Set of tasks:
#1 In the text on Microsoft's Network Security team, which group owns the preventive controls?
#2 Repeat the Network Security text word for word from "The Network Security team is" to "the CEO level.".
#3 Carry on the text about Microsoft's Network Security team, beginning right after its last sentence.

Source text:
■ ■ ■
The Network Security team is a part of the Trustworthy Computing Organization at Microsoft. The team has a partner relationship with Microsoft IT but is not part of Microsoft IT. Microsoft IT owns the preventive controls—the policies, architecture of the network, how the infrastructure is configured, firewalls, patching, and the Access Control Lists on the routers. The Network Security team owns the detective controls. Preventive and detective controls complement each other, but it's important to have a separation of duties, so the organizations are separated. The first place where the Trustworthy Computing organizational chain and the IT organizational chain meet is at the CEO level.
Corporate Governance Roles
The core activities of the Network Security team involve corporate governance. As the team sees it, corporate governance consists of ensuring that the company:
- Does what it must
- Does what it has promised
- Does what it should
Doing What the Company Must
"Conducting very intrusive monitoring and investigations might improve security and enable the team to exceed their goals. But if employees feel that they are working in a surveillance state, these measures would be counterproductive."
■ ■ ■
Excerpted records:
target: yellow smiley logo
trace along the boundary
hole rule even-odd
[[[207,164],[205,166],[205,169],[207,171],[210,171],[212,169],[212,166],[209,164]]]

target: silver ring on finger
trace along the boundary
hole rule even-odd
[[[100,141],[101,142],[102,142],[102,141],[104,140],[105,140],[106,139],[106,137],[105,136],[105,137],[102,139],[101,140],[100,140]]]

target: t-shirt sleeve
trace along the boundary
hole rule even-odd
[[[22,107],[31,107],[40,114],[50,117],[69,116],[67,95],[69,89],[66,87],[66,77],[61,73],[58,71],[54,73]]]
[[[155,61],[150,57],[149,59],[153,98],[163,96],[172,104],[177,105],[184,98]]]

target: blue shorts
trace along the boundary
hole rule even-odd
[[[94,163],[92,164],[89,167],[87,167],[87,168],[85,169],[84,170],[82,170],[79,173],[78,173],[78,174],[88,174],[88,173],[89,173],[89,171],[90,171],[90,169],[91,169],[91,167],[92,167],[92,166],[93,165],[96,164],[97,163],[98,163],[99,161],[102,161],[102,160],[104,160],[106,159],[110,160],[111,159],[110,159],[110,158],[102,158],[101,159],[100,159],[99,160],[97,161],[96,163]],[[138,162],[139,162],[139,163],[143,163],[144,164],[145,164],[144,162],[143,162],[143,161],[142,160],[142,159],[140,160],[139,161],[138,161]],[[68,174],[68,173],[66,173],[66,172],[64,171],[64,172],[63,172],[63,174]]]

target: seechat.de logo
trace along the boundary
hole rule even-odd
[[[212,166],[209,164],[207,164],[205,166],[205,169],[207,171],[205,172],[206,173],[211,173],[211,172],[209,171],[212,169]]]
■ ■ ■
Task responses:
#1 Microsoft IT owns the preventive controls.

#2
The Network Security team is a part of the Trustworthy Computing Organization at Microsoft. The team has a partner relationship with Microsoft IT but is not part of Microsoft IT. Microsoft IT owns the preventive controls—the policies, architecture of the network, how the infrastructure is configured, firewalls, patching, and the Access Control Lists on the routers. The Network Security team owns the detective controls. Preventive and detective controls complement each other, but it's important to have a separation of duties, so the organizations are separated. The first place where the Trustworthy Computing organizational chain and the IT organizational chain meet is at the CEO level.

#3
This category of compliance involves laws and regulations. Sarbanes-Oxley is an example of a federal law that applies to Microsoft and others. The Payment Card Industry Data Security Standard (PCI DSS), which requires certain data-protection standards for credit-card processing, is a regulation that applies to Microsoft in transactions involving the use of credit cards.
Laws and regulations don't offer much flexibility. If a law or regulation says that a company must do something, it must do it.
Doing What the Company Has Promised
This category of compliance has to do with Microsoft's own internal policies and standards of business conduct. These policies and standards are essentially a promise to Microsoft shareholders and others about how the company will operate. The company promises that it will restrict the use of the network to acceptable business purposes as it has defined them.
The standard of care required to support internal policies and standards is more self-defined than that of laws and regulations, but there nevertheless is a written policy corpus that the team uses as a basis for their work.
Doing What the Company Should
Ensuring that the company does what it should is a vague requirement. Companies can be held accountable for failing to follow accepted industry practices for protecting corporate assets and customer data, as well as for failing to meet reasonable expectations. Part of the Network Security team's mission is to ensure that Microsoft meets these expectations.
Since expectations and industry practices continually change, there is no standard reference that specifies precisely what Microsoft must do. The team uses good sense and continually reviews industry best practices.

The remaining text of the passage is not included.